▶ _VOS TÂCHES_:
(1) Répondez à ces questions sur l'entretien consacré à la revue ChériBibi :
(a) Combien de pages couleur chaque numéro compte-t-il ?
(b) Pendant combien d'années Daniel a-t-il travaillé à la photocomposition ?
(c) Qu'y avait-il de caché à l'intérieur des numéros du fanzine pliés en accordéon ?
(2) Poursuivez l'entretien sur la revue ChériBibi en écrivant les répliques qui suivent la dernière intervention de Vince.

==== TEXTE FOURNI

Daniel : C’est venu dès le départ. Ça vient de ce qui se pratique dans des revues et des fanzines que j’adore – j’ai chez moi des tas de cartons remplis de ce genre de revues, et dans plein de domaines différents – notamment des revues de polar. Le problème, c’est que dans certaines d’entre elles, tu as dix nouvelles à la suite, et sept ou huit chroniques de bouquins d’affilée, et ça m’emmerde. Donc j’ai voulu éviter ça dans le ChériBibi. L’idée était de mettre dans chaque numéro du cinéma, de la littérature, une nouvelle, de la musique, du théâtre… et y a une charte pour qu’à chaque fois il y ait tous ces éléments, répartis dans des rubriques définies. Mais on adapte la longueur en fonction des sujets ; la nouvelle peut faire trois pages ou bien dix, la partie musique à peu près un tiers de la revue ou bien un peu plus… À part ça il n’y a pas vraiment de grille – pas question de dire aux mecs "Bon, ben t’as 3000 signes pour traiter ton sujet !" Je tiens à garder ce plaisir que j’avais en faisant le fanzine de composer chaque page come un œuvra pictural, tu vois [en deux gestes et trois mimiques prend corps devant moi un maestro italien… avé l’assent] ! Je veux dire par là que je visualise l’article, l’icono qu’on a réussi à glaner à droite à gauche, et qu’en fonction de ça je décide ce qui mérite des pages couleur – parce que le nombre de pages couleur est limité : on en a que seize – et de leur répartition selon le brochage. Tu verras que dans chaque numéro les pages couleur sont réparties différemment. Tout est dans ce dosage, et je m’amuse énormément. Mais c’est sûr que plus le texte est long, plus j’ai envie de mettre des images… et comme c’est moi qui fais la maquette [rires]… D’ailleurs, pour mes articles, j’ai une méthode : je fais d’abord la maquette des pages avec les images que je veux mettre, et après je regarde la place qui reste pour le texte et j’écris l’article directement sur la maquette, sans passer sous Word parce que sinon je pourrais en écrire trois kilomètres !

Ah, la maquette… Là, le bât blesse ! par exemple, j’ai été très gênée par la petitesse de la police. C’est très dur à lire, d’autant que les illustrations qui sont très nombreuses interfèrent et parfois tuent le texte…
Daniel : C’est le principal reproche qu’on nous fait. Je suis bien conscient de ça, et j’essaie toujours d’améliorer ce point-là, en faisant plus de blancs tournants, des choses comme ça, en me basant sur des maquettes beaucoup plus aérées que j’ai faites pour d’autres journaux – j’ai bossé pendant sept ans à la photocomposition…
Vince : Tout ça est lié à l’histoire du fanzine qui a précédé la revue. Il y avait des numéros qui étaient pliés comme un accordéon, avec un poster caché à l’intérieur… C’était comme de l’origami – et moi qui ne suis pas très soigneux je n’ai plus aucun de ces numéros qui soit entier ! Les pages se sont séparées, ça fait plein de petits papillons !

========
==== DONNÉES AFFICHÉES

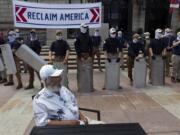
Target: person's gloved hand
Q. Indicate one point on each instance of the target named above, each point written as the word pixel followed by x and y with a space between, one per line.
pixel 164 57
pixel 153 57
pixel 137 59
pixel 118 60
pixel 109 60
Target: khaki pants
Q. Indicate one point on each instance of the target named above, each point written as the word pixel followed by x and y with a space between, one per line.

========
==== DONNÉES AFFICHÉES

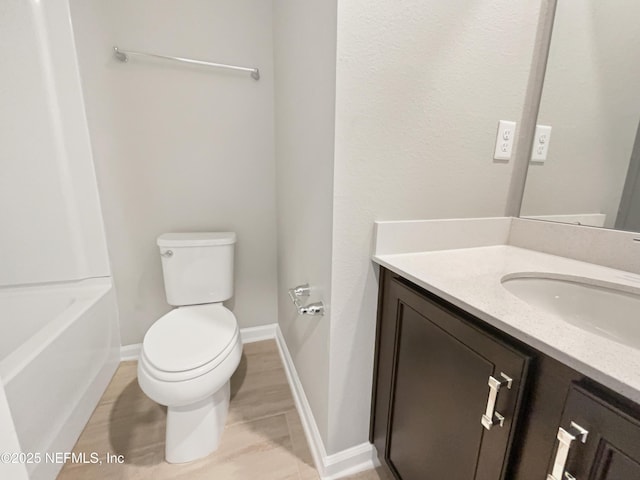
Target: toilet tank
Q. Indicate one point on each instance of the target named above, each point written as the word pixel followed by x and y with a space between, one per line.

========

▶ _RÉPONSES_:
(1)
(a) Seize.
(b) Sept ans.
(c) Un poster.

(2)
Tu veux dire que le fanzine ressemblait à ces livres pour enfants dont les pages se déplient ?
Daniel : Oui… mais on peut pas faire ça et tirer à 2000 exemplaires ! Déjà à 300 c’était limite.
Vince : ... et complètement anti-commercial ! En plus c’étaient des formats qui n’entraient dans aucune gondole, ce n’était ni du A4, ni du A3 – il y a eu un numéro qui avait la dimension d’un vinyle 33 tours, d’autres qui avaient une pochette couleur reliée à l’intérieur… et ça a été comme ça jusqu’au dernier, quand on a compris qu’il était temps d’arrêter ces conneries parce que sinon les libraires allaient péter les plombs. Ce dernier numéro était en trois parties…
Daniel : C’était du A3 plié en accordéon, avec dans chaque creux un livret qui tenait par deux agrafes – donc six agrafes puisqu’il y avait trois livrets – et dans chaque livret il y avait encore des feuillets à déplier, dans un sens ou dans un autre… Mais le texte se suivait bien.
Vince : C’était encore le fanzine ; donc on s’adressait surtout à des potes qui nous connaissaient bien… C’était juste avant la grande révolution technologique qui a affecté le ChériBibi depuis maintenant quatre numéros…
Daniel : Y a des survivances de ça dans la façon de procéder : la méthode, c’est un peu de mettre plein de trucs puis après de taper un coup sur l’ordi pour tout faire rentrer…

En matière d’iconographie, Julien [Védrenne, le boss d'ici - NdR] me faisait remarquer qu’elle était très connotée années 1970 ; est-ce une volonté délibérée d’inscrire la revue dans une période précise ou bien est-ce que c’est simplement le résultat d’un goût personnel ?
Daniel : Mes goûts vont des couvertures de littérature populaire du XIXe siècle aux couvertures de la free press américaine des années 1970, en passant par les affichistes polonais et par tout un tas de trucs différents. Mais pour les couvertures du ChériBibi, le principe de changer la typo du titre à chaque numéro et de mettre des images détourées sur fond noir ou de couleur vive a été piqué aux premiers pulps magazines. Des années 1930 à, disons, 1960, c’est ce genre de couverture qui faisait leur force. Après, c’est devenu plus "main stream". Quand je faisais le fanzine, la maquette de couverture c’était colle en bombe, photocopie, cutter. Et retouche au Tipex ou au feutre. Le passage à l’ordinateur, ça m’a obligé à penser de façon tout à fait différente, mais j’ai encore tendance à penser collage et ça doit se voir que j’utilise l’ordinateur comme si j’avais entre les mains le cutter et la colle…
Vince : D’ailleurs son écran est plein de Tipex… C’est vrai que c’est une imagerie qui est très ancrée dans le passé, mais d’un autre côté, à quoi ressemblerait un truc qui serait foncièrement ancré dans l’époque actuelle ? On peut se demander qu’est-ce que la modernité en termes d’iconographie.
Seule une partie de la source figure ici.